== Requirement A ==
In the article on virtual training for ambulance crews, what company's scanning technology did the Red Cross use to capture the ambulance interior?
== Requirement B ==
From the article on virtual training for ambulance crews, reproduce word for word the part that opens with the words containing "Written by Greg" and closes with "a promising solution.".

Can virtual capture make up for a shortage of ambulances?

Virtual reality training is penetrating more and more industries. Emergency response is next.
Written by Greg Nichols, Contributing Writer

The Red Cross in Germany is using reality capture in their ambulances to accelerate the training of paramedics and volunteers. The effort has the potential to expand globally to support all Red Cross emergency responders. 

Unlike in the United States, where ambulances are dispatched predominantly by private companies, in Germany, 8 out of 10 paramedics are volunteers. Typically those volunteers are trained one-on-one or in small groups inside the ambulances -- when an ambulance is available. 

Ambulance priority, of course, goes to sick or injured patients who need it, and that means training backlogs. Immersive virtual modules look to be a promising solution.

I've written before about the rapid spread of virtual training, both in enterprise environments and in industries like nuclear power. Virtual technology is especially helpful where training spaces are limited or workers are widely distributed, which is the case with ambulance personnel in Germany.

The headset technology enabling immersive virtual training modules gets a lot of attention, but the reality capture technology on back end gets less love. To train more volunteers and do it faster in a real world environment, the Red Cross used reality capture and digital laser scanning technology from Leica Geosystems to capture the interior of the ambulance and create an immersive virtual learning module. Since all the Red Cross ambulances are the same, this module can be easily shared. This way, more first responders and volunteers can be trained knowing the data and re-creation of the space is exactly accurate.

Leica Geosystems, which makes hardware to perform precise spatial measurements for a variety of industries, including construction, previously teamed up with the Frank Lloyd Wright Foundation to digitally preserve the architect's iconic properties and offer unprecedented worldwide access. The company also helped map an ancient tomb known as the Sistine Chapel of Egypt. Both the Wright project and the tomb mapping, as well as the Red Cross' effort in Germany, relied on Leica's BLK360, a lightweight, easy to use 3D-imaging laser scanner that's useful for monitoring construction projects and other site-specific jobs.

The scanner captures 360 degree spherical imagery, allowing for immersive navigation of physical spaces at high resolution. The device also captures an ultra-precise laser reproduction of environments as a point cloud. Panoramic images in full-color are overlaid on the high-accuracy point cloud.

The scanner is used in industries as varied as archaeology, architecture, and special effects for events.

The Red Cross is considering expanding its virtual training program to its responders around the world.

== Exercise data ==
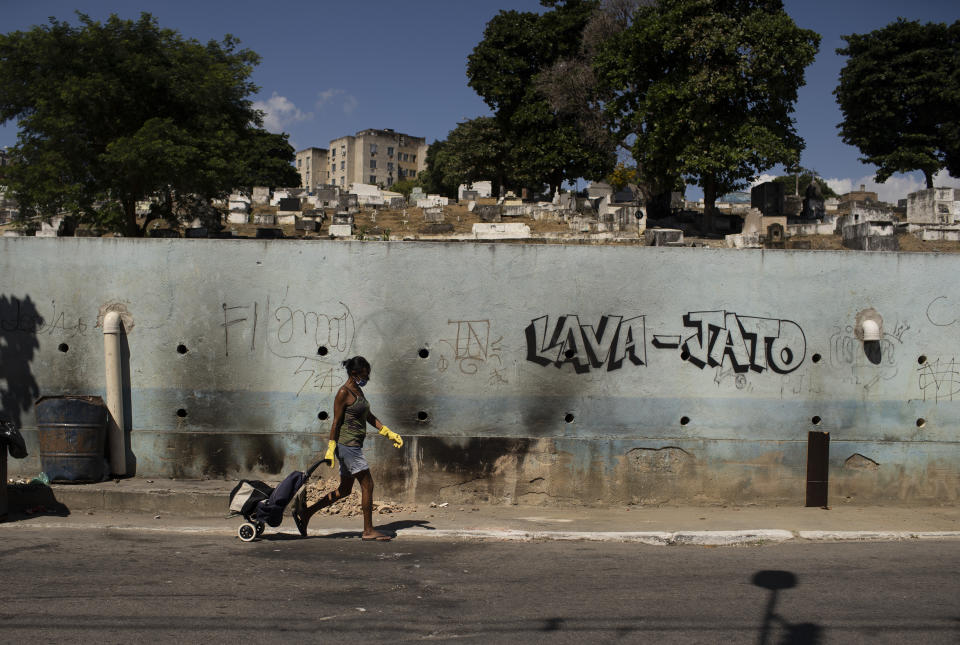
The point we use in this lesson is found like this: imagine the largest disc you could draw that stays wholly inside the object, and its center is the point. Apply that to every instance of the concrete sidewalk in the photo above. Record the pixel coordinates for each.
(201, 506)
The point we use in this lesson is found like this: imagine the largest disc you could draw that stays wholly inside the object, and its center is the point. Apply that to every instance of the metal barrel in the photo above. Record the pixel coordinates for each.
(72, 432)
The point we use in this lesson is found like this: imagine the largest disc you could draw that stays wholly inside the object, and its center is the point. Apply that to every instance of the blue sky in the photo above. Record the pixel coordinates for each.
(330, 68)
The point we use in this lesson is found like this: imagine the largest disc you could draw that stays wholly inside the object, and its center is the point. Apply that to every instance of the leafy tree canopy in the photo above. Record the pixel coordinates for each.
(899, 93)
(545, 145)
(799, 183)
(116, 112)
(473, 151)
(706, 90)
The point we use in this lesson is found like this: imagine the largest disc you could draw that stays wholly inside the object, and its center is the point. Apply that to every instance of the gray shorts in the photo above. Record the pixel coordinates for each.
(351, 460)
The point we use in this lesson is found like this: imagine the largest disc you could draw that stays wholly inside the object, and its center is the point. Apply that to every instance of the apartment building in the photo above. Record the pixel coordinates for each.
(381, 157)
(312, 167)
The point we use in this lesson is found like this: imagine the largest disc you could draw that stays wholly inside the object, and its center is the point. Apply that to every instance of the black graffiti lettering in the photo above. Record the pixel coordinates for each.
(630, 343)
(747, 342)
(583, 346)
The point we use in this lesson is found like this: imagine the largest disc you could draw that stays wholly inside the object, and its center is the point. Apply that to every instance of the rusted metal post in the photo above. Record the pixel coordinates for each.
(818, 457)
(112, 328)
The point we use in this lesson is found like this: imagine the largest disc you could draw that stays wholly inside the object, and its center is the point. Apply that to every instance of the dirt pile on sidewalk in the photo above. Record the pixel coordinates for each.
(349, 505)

---

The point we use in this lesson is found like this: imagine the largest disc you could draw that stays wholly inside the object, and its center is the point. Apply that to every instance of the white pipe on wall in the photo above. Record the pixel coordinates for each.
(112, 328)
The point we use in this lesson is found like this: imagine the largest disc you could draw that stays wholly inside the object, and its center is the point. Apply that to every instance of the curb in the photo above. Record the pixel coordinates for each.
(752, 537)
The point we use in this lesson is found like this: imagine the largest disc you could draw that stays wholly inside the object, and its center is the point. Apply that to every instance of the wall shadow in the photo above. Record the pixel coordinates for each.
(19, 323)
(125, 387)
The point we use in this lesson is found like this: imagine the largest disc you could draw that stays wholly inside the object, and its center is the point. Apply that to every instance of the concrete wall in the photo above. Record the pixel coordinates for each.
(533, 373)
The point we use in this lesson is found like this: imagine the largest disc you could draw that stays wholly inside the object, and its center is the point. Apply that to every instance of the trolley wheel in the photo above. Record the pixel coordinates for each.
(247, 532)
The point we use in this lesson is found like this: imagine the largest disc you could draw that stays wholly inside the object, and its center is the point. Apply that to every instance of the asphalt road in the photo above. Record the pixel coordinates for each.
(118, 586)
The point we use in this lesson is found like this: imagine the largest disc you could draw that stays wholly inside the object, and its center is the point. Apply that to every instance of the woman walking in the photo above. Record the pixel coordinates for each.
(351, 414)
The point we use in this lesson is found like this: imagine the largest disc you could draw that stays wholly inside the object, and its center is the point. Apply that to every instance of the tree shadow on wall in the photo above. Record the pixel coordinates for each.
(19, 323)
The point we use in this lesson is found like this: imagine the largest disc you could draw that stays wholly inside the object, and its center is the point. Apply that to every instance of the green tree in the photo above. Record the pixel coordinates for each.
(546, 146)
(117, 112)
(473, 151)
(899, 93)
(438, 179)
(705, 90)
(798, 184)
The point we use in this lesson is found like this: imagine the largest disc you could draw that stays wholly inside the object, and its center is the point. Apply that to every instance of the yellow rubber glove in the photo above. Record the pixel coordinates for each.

== Task solution A ==
Leica Geosystems

== Task solution B ==
Written by Greg Nichols, Contributing Writer

The Red Cross in Germany is using reality capture in their ambulances to accelerate the training of paramedics and volunteers. The effort has the potential to expand globally to support all Red Cross emergency responders. 

Unlike in the United States, where ambulances are dispatched predominantly by private companies, in Germany, 8 out of 10 paramedics are volunteers. Typically those volunteers are trained one-on-one or in small groups inside the ambulances -- when an ambulance is available. 

Ambulance priority, of course, goes to sick or injured patients who need it, and that means training backlogs. Immersive virtual modules look to be a promising solution.